# SUPPLIED PASSAGE:
◆ ◆ ◆ ◆ ◆ ◆ ◆

To investigate the mechanism of PD-1-Ig-induced immunosuppression, annexin-V and 7-AAD staining was performed in PBMCs. PD-1-Ig treatment led to a decreased frequency of live cells (data not shown) and an increased frequency of dead cells in the IgM⁺ B cells, but not in the CD4⁺ and CD8⁺ T cells among the bovine lymphocytes (Fig. 7a). The reduction of IFN-γ production by PD-1-Ig treatment was diminished by B-cell depletion from PBMCs (Fig. 7b), whereas there was no effect on IL-10 production (Fig. 7c); this indicated that B-cell death was one of the mechanisms of PD-1-Ig-mediated immunosuppression. Because PD-L1 expression was primarily observed in B cells among bovine lymphocytes as previously described,¹⁸ it was hypothesized that PD-1-Ig binds to PD-L1⁺ B cells and also induces PD-L1 cross-linking and PD-L1-mediated cell death in B cells along with the observations in Cos-7 cells in Figs 4 and 5, resulting in immunosuppression. As expected, the percentages of dead PD-L1⁺ B cells were augmented by PD-1-Ig treatment (Fig. 7d) and that of the live cells decreased (data not shown). However, the percentages of dead PD-L1⁻ B cells were also up-regulated (Fig. 7d).

Effect of programmed death 1–immunoglobulin (PD-1-Ig) treatment on B-cell survival in bovine lymphocytes. (a) Percentages of dead cells in CD4⁺ T cells, CD8⁺ T cells, and IgM⁺ B cells among peripheral blood mononuclear cells (PBMCs) treated with bovine IgG or PD-1-Ig (n = 12). (b, c) interferon-γ (IFN-γ) (b) and interleukin-10 (IL-10) (c) productions in IgM⁺ B-cell-depleted PBMCs were measured by ELISA (n = 10). (d) Proportions of dead cells in PD-L1⁺ or PD-L1⁻ B cells among PBMCs isolated from cattle were analysed (n = 13). Each line indicates the mean values in each group. Statistical comparisons between bovine IgG and PD-1-Ig were made using the Wilcoxon matched-pairs test. Differences were considered statistically significant at P < 0·05 (*P < 0·05; **P < 0·01).

◆ ◆ ◆ ◆ ◆ ◆ ◆

# COLLECTED MATERIAL:
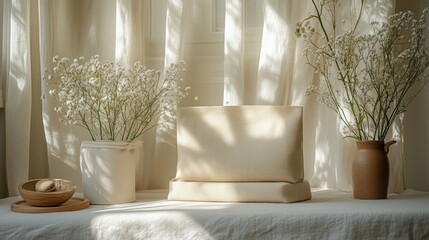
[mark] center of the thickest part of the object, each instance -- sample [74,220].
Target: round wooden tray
[73,204]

◆ ◆ ◆ ◆ ◆ ◆ ◆

# QUESTIONS ON THE MATERIAL:
**A)** Answer these about the PD-1-Ig passage:
(i) Which two stains were used on PBMCs?
(ii) How many samples (n) were analyzed for dead cells in PD-L1⁺ or PD-L1⁻ B cells?
(iii) Which test was used to compare bovine IgG with PD-1-Ig?
**B)** Echo the part of the PD-1-Ig passage starting at "Effect of programmed" and ending at "0·05; **P < 0·01).".

# ANSWERS TO THE TASKS:
**A)**
(i) Annexin-V and 7-AAD
(ii) 13
(iii) The Wilcoxon matched-pairs test

**B)**
Effect of programmed death 1–immunoglobulin (PD-1-Ig) treatment on B-cell survival in bovine lymphocytes. (a) Percentages of dead cells in CD4⁺ T cells, CD8⁺ T cells, and IgM⁺ B cells among peripheral blood mononuclear cells (PBMCs) treated with bovine IgG or PD-1-Ig (n = 12). (b, c) interferon-γ (IFN-γ) (b) and interleukin-10 (IL-10) (c) productions in IgM⁺ B-cell-depleted PBMCs were measured by ELISA (n = 10). (d) Proportions of dead cells in PD-L1⁺ or PD-L1⁻ B cells among PBMCs isolated from cattle were analysed (n = 13). Each line indicates the mean values in each group. Statistical comparisons between bovine IgG and PD-1-Ig were made using the Wilcoxon matched-pairs test. Differences were considered statistically significant at P < 0·05 (*P < 0·05; **P < 0·01).